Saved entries
------

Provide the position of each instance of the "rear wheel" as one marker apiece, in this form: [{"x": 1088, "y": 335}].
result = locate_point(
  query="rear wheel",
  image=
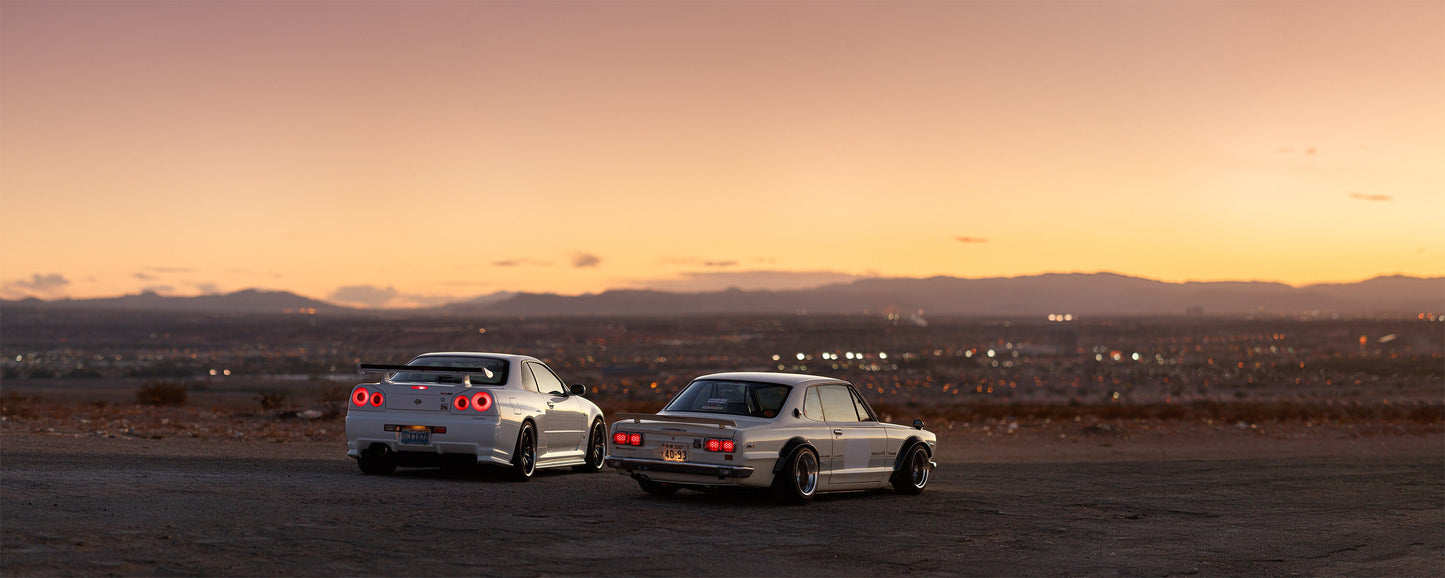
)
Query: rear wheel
[
  {"x": 525, "y": 457},
  {"x": 652, "y": 487},
  {"x": 912, "y": 474},
  {"x": 596, "y": 448},
  {"x": 798, "y": 481},
  {"x": 376, "y": 463}
]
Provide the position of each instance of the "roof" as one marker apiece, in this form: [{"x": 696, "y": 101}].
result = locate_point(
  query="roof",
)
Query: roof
[
  {"x": 788, "y": 379},
  {"x": 510, "y": 357}
]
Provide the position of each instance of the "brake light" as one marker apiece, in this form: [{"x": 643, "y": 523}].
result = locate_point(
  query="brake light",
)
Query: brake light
[
  {"x": 626, "y": 438},
  {"x": 481, "y": 400}
]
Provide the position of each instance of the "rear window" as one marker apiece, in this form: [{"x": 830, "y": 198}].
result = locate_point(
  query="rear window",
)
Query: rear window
[
  {"x": 731, "y": 398},
  {"x": 492, "y": 372}
]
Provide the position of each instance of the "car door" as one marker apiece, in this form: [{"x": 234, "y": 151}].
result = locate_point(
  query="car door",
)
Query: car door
[
  {"x": 859, "y": 442},
  {"x": 565, "y": 424}
]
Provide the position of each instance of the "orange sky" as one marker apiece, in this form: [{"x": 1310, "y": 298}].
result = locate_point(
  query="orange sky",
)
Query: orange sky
[{"x": 403, "y": 153}]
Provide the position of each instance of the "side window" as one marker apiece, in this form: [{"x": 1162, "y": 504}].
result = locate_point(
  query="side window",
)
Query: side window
[
  {"x": 812, "y": 406},
  {"x": 546, "y": 380},
  {"x": 864, "y": 413},
  {"x": 837, "y": 403}
]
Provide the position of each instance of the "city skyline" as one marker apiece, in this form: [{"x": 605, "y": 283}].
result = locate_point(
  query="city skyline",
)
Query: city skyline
[{"x": 398, "y": 153}]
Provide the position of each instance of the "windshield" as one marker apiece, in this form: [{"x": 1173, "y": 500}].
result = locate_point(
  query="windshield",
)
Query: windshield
[
  {"x": 493, "y": 372},
  {"x": 731, "y": 398}
]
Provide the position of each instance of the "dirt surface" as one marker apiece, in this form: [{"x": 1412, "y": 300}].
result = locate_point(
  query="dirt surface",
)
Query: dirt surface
[{"x": 1042, "y": 499}]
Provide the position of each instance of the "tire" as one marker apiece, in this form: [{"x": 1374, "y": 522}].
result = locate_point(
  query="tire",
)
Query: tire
[
  {"x": 798, "y": 481},
  {"x": 376, "y": 463},
  {"x": 652, "y": 487},
  {"x": 525, "y": 455},
  {"x": 912, "y": 474},
  {"x": 596, "y": 450}
]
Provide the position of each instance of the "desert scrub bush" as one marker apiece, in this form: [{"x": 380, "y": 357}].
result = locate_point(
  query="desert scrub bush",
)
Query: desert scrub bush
[
  {"x": 162, "y": 393},
  {"x": 335, "y": 393},
  {"x": 272, "y": 399}
]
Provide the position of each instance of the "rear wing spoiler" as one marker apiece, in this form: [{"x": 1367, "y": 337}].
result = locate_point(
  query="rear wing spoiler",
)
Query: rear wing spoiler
[
  {"x": 637, "y": 418},
  {"x": 380, "y": 367}
]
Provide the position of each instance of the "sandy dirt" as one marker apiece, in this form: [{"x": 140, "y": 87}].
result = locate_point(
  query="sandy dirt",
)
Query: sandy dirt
[{"x": 213, "y": 493}]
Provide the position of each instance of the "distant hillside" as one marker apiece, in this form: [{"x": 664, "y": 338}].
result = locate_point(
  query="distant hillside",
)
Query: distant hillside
[
  {"x": 1080, "y": 294},
  {"x": 249, "y": 301},
  {"x": 1094, "y": 294}
]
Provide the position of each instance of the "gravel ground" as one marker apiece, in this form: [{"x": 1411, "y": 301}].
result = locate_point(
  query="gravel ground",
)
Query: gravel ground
[{"x": 1042, "y": 499}]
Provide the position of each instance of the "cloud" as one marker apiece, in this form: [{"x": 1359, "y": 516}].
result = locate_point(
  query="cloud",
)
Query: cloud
[
  {"x": 38, "y": 285},
  {"x": 747, "y": 281},
  {"x": 520, "y": 262},
  {"x": 364, "y": 295},
  {"x": 581, "y": 260}
]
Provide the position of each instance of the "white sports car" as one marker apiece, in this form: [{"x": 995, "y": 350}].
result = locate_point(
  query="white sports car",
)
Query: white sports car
[
  {"x": 794, "y": 434},
  {"x": 461, "y": 409}
]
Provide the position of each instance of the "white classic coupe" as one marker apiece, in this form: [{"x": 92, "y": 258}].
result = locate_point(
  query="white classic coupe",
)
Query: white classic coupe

------

TASK ITEM. What is needed is an exact copy of the lines from the one containing "Query: sandy dirt" to the end of the data; please add nothing else.

RESPONSE TO THE TASK.
Query: sandy dirt
[{"x": 213, "y": 493}]
Provide the position of each instance of the "distant hillside" as one marker apiece, in this form: [{"x": 664, "y": 338}].
result = locate_point(
  query="distant hillside",
)
Query: distant hillside
[
  {"x": 1080, "y": 294},
  {"x": 249, "y": 301},
  {"x": 1094, "y": 294}
]
Provide the position of each instance of the "gravel ground" as one marker apiece, in this form: [{"x": 1411, "y": 301}].
result = locate_point(
  query="gravel ground",
)
Query: gravel ground
[{"x": 1042, "y": 499}]
Provide the position of each instance of the "cloud" as one marker apiece, in this form: [{"x": 1359, "y": 516}].
result = locate_point(
  query="cloud",
)
Query: cloud
[
  {"x": 38, "y": 285},
  {"x": 747, "y": 281},
  {"x": 520, "y": 262},
  {"x": 364, "y": 295},
  {"x": 581, "y": 260}
]
Provide the position of each instance of the "white sports car" as one marker apiece, in this form: [{"x": 995, "y": 350}].
result = locate_point(
  query="white sports car",
)
Query: white sports car
[
  {"x": 794, "y": 434},
  {"x": 461, "y": 409}
]
Provide the position of each instance of the "white classic coupe" as one marker apiece, in this form: [{"x": 92, "y": 258}].
result = locate_point(
  query="white classic coupe",
)
Query: white classic coupe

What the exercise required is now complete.